§ Exercise A
Gather every line of the listing below that contains the word "dark", and copy each one.

§ Document
Begin

As humans we are very skilled at gaining new skills based on what we already learned in the past, we’re quite good at generalizing our knowledge to use in new tasks. But we definitely also have our weaknesses, like we are unable to memorize and process huge amounts of information. That is why we try to program computers to perform these kind of tasks for us. Even though computers have some clear advantages versus humans, it can be difficult to make a computer smart enough to win against a human expert in decision making situations like playing games. In 1996, for the first time, a computer was able to defeat a grandmaster in chess; Kasparov. The computer was able to defeat Kasparov by computing every possible move until there are no more possibilities. This took enormous computing power, but the progress in playing games didn’t end here. Between 2016 and 2019 Computer Algorithms learned to defeat human experts in Go and Chess with a lot less computing power needed. The acceleration in this technology has only grown in the last years with day-to-day implementations such as self-driving cars, robotics and complex strategic games such as Starcraft II and No Limit Holdem Poker. You might wonder how they did this. Well, remember Reinforcement Learning?
Introduction to Reinforcement Learning
When working on trying to defeat the grandmaster of chess, it was quickly recognized that computing all the possible solutions and choosing the best solution is not a very efficient way to play (and win) a game. Reinforcement Learning came to the stage and very soon was able to prove its effectivity when it comes to playing, and winning, games. With Reinforcement Learning the computer learns to make optimal decisions for the future.
The process of Reinforcement Learning looks like this:
In Reinforcement Learning the computer (agent) takes actions within a given set of rules and possibilities (environment). Actions can lead to a positive encouragement (rewards) or negative encouragement (punishments). By taking an action, the agent is moving from one situation (state) to the next. Moreover, the environment holds, in case of chess, the rules of the game like physical size of the board and possible steps per type of piece. In Reinforcement Learning it’s about taking the best possible action or path to gain maximum rewards and minimum punishment in the future through observations in a specific situation.
In the chess game the state of the game would be the situation on the chess board, meaning where each piece is located on the board. This state gives us a possible action space for each piece, meaning all the possible actions at that moment for each piece on the board, of course keeping in mind the rules of the chess game. When the agent (player) moves a piece, the games reaches a new state. Which also means the possible actions for each piece on the board might change as well. Just like when we play chess ourselves, before the computer decides which move to make, it tries to predict what would be the most valuable move, i.e. which move would lead to winning the game as fast as possible.

End

§ Data for this exercise
Begin

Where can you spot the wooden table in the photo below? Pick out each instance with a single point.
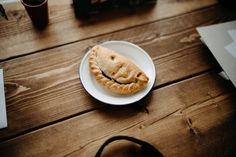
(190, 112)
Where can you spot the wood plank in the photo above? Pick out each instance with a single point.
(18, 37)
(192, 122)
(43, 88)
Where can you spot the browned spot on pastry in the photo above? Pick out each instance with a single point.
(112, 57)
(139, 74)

End
Begin

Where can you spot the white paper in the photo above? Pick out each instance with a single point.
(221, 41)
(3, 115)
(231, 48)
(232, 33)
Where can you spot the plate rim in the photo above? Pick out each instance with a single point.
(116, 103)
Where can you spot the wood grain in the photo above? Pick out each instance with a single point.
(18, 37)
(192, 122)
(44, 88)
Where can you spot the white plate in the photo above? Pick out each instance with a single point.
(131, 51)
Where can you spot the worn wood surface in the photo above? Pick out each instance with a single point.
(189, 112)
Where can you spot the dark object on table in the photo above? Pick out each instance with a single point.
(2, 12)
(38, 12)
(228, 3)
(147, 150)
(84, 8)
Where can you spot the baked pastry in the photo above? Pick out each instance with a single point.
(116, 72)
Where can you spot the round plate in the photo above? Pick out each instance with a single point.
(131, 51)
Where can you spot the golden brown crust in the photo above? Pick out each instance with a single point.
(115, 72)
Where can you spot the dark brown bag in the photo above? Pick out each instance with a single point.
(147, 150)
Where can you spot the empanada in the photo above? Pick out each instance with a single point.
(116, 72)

End
Begin

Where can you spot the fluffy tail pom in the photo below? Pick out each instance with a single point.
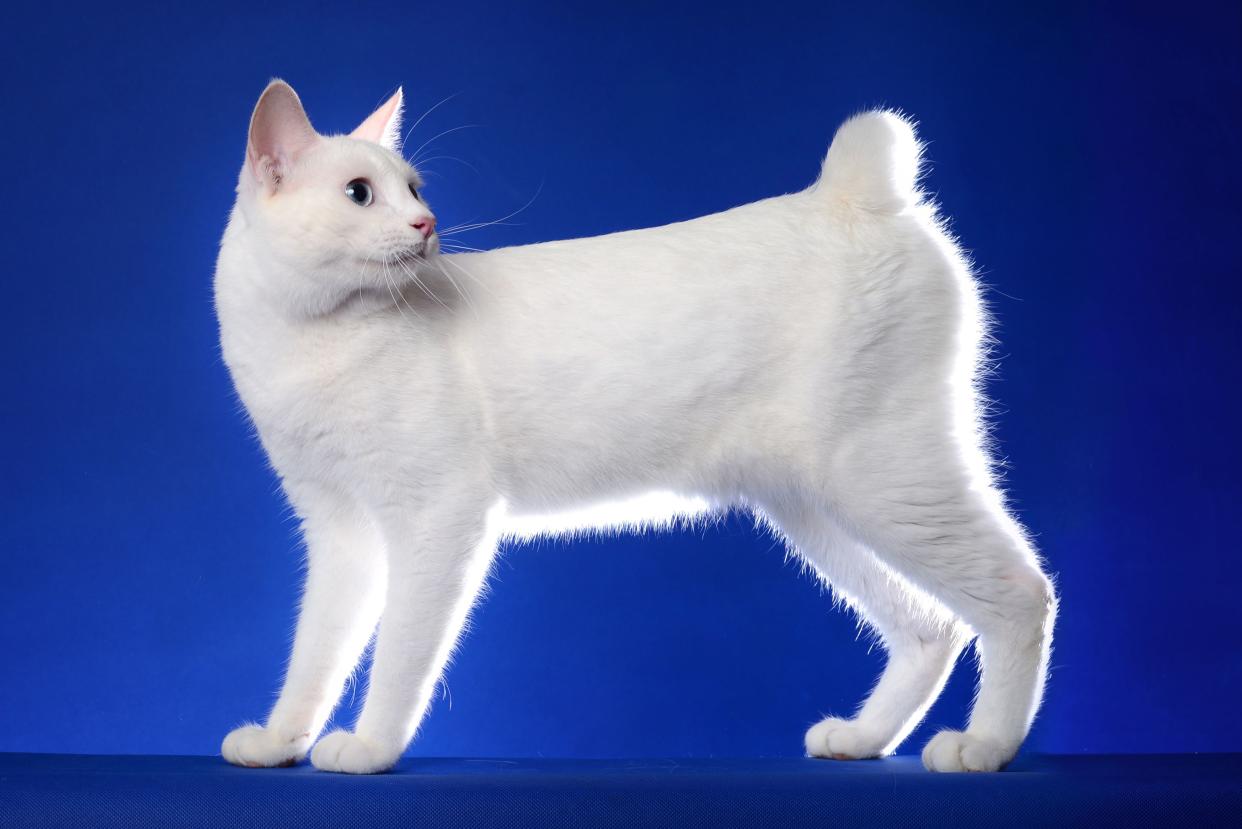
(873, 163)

End

§ Exercise B
Transcribe part of the reinforcement learning article above, starting at the words "In the chess" and stopping after "fast as possible.".

§ Worked solution A
Where can you spot the dark object on table in the photo above? Pick out each instance with a single point.
Where can you spot the dark brown bag in the photo above? Pick out each instance with a single point.

§ Worked solution B
In the chess game the state of the game would be the situation on the chess board, meaning where each piece is located on the board. This state gives us a possible action space for each piece, meaning all the possible actions at that moment for each piece on the board, of course keeping in mind the rules of the chess game. When the agent (player) moves a piece, the games reaches a new state. Which also means the possible actions for each piece on the board might change as well. Just like when we play chess ourselves, before the computer decides which move to make, it tries to predict what would be the most valuable move, i.e. which move would lead to winning the game as fast as possible.